TASK REQUIREMENTS:
1. Reproduce the passage of the entry on DEK between "Alterations observed in" and "Cancer types (linked)", inclusive.
2. List every PMID cited in the entry on DEK.
3. According to the entry on DEK, how many AML patients in the large genomic classification cohort had the DEK-NUP214 t(6;9) fusion?

TEXT BLOCK:

DEK
Overview
DEK is a chromatin-associated oncoprotein involved in DNA repair, mRNA splicing, and chromatin organization. In cancer genomics, DEK has been reported as overexpressed or amplified in multiple tumor types. In the context of castration-resistant prostate cancer (CRPC), focal allelic imbalance of the DEK locus was identified as an alteration enriched in the neuroendocrine prostate cancer (CRPC-NE) subtype compared to adenocarcinoma histology.
Alterations observed in the corpus
- Focal allelic imbalance at the DEK locus enriched in CRPC-NE vs. CRPC-Adeno (P = 0.04, binomial test) in a cohort of 114 metastatic biopsies from 81 patients with castration-resistant prostate cancer. PMID:26855148
- DEK-NUP214 t(6;9) fusion identified in 15/1,540 (1%) AML patients in a large genomic classification cohort, representing a recurrent cytogenetic subgroup with distinct molecular features PMID:27276561
- DEK — RNA fusion partner in a MAP3K8:DEK fusion detected in acral lentiginous melanoma (ALM); identified among 106 RNA fusions across 74% of 34 ALM patients PMID:28373299
Cancer types (linked)

Natural-language object-grounding data:
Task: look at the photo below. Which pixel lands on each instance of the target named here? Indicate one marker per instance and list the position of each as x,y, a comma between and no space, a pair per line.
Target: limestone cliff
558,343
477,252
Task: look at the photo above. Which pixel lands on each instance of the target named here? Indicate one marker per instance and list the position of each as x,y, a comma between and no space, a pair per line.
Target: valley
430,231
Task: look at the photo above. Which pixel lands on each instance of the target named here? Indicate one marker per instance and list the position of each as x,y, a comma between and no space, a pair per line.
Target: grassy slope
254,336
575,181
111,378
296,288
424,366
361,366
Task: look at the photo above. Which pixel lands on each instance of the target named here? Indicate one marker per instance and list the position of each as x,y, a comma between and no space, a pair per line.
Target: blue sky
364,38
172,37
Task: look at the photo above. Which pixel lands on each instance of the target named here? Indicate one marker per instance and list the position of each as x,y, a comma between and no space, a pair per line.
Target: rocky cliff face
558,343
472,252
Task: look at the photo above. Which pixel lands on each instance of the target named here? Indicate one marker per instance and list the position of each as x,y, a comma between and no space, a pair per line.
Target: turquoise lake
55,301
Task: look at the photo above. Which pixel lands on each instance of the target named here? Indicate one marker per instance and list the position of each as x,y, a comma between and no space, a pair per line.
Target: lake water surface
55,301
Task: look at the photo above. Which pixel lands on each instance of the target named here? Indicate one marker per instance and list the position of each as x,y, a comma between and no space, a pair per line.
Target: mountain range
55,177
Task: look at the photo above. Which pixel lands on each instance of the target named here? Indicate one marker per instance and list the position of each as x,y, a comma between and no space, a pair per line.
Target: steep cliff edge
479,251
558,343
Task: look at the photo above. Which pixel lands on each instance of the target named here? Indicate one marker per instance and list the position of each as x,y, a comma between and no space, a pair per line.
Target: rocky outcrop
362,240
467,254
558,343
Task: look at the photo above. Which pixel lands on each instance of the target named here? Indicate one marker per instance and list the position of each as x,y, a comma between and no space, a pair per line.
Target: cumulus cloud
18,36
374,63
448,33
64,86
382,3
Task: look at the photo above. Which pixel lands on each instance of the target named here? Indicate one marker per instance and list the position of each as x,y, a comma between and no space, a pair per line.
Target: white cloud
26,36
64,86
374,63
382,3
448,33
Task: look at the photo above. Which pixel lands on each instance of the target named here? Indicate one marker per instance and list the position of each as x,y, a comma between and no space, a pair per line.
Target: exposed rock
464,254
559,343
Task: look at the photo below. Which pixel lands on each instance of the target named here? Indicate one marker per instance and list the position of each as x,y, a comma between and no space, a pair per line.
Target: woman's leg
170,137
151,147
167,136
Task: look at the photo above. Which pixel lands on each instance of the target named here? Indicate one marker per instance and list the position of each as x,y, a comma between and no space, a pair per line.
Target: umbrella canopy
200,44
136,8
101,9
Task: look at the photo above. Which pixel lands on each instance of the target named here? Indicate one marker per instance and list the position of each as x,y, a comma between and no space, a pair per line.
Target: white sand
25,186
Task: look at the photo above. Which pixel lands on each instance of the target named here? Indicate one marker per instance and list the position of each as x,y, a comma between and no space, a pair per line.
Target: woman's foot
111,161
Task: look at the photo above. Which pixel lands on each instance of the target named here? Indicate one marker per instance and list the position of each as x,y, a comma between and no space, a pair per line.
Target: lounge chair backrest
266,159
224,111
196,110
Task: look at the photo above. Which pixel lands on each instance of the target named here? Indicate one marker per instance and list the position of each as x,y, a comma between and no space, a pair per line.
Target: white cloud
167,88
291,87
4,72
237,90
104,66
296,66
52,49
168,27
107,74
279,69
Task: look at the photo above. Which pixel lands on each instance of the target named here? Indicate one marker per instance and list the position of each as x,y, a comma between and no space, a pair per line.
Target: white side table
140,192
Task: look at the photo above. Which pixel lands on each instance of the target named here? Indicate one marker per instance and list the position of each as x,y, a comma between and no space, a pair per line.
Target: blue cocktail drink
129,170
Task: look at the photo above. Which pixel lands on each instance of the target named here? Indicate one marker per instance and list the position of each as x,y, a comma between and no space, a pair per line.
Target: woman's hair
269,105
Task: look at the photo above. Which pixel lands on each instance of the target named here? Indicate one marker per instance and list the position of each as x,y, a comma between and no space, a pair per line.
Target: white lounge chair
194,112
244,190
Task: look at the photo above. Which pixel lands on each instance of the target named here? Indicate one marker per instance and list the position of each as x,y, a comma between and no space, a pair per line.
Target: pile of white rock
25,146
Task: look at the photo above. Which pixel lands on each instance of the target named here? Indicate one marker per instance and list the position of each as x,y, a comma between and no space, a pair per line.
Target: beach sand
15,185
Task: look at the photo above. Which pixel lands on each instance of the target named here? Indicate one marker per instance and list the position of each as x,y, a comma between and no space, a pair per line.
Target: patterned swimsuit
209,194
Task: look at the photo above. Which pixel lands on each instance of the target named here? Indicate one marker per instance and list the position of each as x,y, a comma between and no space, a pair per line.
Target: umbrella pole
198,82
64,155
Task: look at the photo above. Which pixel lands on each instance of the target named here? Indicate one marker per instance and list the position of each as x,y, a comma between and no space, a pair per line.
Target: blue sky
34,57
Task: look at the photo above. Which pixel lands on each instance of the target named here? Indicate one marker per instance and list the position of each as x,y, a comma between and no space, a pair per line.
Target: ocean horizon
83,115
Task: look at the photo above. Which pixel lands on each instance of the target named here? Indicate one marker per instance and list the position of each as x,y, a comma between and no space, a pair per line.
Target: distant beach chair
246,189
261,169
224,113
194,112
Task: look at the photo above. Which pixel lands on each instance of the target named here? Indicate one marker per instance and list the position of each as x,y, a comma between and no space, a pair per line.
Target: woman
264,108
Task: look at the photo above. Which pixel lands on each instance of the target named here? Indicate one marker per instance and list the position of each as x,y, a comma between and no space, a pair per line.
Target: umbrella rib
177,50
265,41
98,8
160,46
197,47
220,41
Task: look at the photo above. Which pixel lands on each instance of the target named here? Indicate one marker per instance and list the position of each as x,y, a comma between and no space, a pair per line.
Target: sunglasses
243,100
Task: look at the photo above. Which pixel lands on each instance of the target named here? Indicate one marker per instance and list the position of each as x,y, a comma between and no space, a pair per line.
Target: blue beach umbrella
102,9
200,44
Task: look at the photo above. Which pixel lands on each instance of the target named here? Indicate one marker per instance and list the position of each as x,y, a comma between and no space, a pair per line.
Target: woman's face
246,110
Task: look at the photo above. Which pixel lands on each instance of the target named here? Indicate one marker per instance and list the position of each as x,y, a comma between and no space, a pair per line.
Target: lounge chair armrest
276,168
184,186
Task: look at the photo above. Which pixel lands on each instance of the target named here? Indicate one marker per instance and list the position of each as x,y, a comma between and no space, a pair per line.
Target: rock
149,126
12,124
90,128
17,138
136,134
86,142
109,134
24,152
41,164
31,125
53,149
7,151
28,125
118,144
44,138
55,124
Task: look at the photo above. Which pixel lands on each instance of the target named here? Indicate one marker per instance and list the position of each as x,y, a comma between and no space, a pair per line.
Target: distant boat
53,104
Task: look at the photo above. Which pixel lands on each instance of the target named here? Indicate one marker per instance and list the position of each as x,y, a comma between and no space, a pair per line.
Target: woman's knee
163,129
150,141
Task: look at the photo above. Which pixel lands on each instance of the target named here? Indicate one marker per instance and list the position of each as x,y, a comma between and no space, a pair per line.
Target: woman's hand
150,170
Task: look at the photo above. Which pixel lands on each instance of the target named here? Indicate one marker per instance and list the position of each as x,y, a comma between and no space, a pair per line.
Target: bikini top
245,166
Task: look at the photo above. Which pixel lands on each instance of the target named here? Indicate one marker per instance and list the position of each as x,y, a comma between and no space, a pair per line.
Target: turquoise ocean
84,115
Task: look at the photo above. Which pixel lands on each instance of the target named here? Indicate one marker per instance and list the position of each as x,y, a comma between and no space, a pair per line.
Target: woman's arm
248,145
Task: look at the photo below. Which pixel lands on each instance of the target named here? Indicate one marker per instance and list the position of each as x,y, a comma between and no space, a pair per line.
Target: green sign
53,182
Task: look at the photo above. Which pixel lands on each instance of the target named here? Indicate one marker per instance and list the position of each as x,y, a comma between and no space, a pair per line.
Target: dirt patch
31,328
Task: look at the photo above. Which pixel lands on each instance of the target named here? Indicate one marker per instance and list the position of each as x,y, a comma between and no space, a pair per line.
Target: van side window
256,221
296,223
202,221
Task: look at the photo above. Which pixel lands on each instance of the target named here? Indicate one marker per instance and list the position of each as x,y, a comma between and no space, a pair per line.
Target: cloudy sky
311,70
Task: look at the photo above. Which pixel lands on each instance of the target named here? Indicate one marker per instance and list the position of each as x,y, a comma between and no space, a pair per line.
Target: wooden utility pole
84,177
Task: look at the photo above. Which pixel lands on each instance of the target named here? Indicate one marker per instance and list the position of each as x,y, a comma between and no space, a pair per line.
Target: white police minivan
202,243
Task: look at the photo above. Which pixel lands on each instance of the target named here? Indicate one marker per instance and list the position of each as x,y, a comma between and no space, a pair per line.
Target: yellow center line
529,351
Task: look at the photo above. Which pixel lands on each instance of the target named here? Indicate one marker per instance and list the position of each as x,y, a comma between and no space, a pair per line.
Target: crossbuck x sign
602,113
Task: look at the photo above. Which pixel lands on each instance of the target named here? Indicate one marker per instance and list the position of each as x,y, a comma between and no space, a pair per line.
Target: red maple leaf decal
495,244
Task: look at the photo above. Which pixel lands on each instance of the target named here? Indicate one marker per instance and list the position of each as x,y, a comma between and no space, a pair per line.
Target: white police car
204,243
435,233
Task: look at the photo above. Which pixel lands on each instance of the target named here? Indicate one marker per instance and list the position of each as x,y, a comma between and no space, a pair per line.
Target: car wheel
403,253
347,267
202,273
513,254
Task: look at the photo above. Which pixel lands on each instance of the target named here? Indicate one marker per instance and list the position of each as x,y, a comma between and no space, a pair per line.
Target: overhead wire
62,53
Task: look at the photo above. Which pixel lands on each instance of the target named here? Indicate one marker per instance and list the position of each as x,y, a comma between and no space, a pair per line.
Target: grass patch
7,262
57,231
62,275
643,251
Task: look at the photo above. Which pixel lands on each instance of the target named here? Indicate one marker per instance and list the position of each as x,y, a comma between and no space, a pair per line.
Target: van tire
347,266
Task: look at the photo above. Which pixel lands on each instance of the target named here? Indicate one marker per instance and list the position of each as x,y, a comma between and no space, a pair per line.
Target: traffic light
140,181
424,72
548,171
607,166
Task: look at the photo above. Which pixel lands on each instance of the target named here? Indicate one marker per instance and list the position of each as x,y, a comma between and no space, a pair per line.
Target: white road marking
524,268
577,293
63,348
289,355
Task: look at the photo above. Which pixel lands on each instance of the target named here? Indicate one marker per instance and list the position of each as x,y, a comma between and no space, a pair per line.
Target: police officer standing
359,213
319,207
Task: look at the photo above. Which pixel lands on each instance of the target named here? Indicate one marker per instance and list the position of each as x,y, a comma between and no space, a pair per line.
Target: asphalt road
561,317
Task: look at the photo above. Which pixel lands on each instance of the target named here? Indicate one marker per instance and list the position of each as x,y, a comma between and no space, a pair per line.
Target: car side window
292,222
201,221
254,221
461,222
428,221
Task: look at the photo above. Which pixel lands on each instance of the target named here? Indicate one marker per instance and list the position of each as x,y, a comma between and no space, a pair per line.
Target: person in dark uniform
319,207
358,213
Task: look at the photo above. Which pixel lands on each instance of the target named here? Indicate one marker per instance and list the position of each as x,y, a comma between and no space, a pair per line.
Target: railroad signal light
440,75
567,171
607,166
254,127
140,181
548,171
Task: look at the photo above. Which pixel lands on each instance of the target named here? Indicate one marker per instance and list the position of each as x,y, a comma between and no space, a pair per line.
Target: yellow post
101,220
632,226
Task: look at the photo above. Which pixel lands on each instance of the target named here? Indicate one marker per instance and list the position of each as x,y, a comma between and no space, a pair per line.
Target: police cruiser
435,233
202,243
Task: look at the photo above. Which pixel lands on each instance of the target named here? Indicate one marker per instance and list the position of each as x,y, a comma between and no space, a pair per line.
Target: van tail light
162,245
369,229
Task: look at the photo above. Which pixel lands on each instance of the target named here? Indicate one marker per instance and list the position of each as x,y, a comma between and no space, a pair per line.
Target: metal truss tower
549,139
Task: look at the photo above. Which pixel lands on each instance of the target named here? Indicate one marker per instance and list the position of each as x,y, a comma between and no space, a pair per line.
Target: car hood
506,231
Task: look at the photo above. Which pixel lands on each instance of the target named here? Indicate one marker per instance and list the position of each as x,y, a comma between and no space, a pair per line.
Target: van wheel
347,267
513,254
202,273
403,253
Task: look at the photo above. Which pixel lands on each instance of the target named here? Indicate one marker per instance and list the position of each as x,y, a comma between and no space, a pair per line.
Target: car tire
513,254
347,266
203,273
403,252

PER-TASK ANSWERS:
1.
Alterations observed in the corpus
- Focal allelic imbalance at the DEK locus enriched in CRPC-NE vs. CRPC-Adeno (P = 0.04, binomial test) in a cohort of 114 metastatic biopsies from 81 patients with castration-resistant prostate cancer. PMID:26855148
- DEK-NUP214 t(6;9) fusion identified in 15/1,540 (1%) AML patients in a large genomic classification cohort, representing a recurrent cytogenetic subgroup with distinct molecular features PMID:27276561
- DEK — RNA fusion partner in a MAP3K8:DEK fusion detected in acral lentiginous melanoma (ALM); identified among 106 RNA fusions across 74% of 34 ALM patients PMID:28373299
Cancer types (linked)

2. 26855148, 27276561, 28373299

3. 15 of 1,540 patients (1%).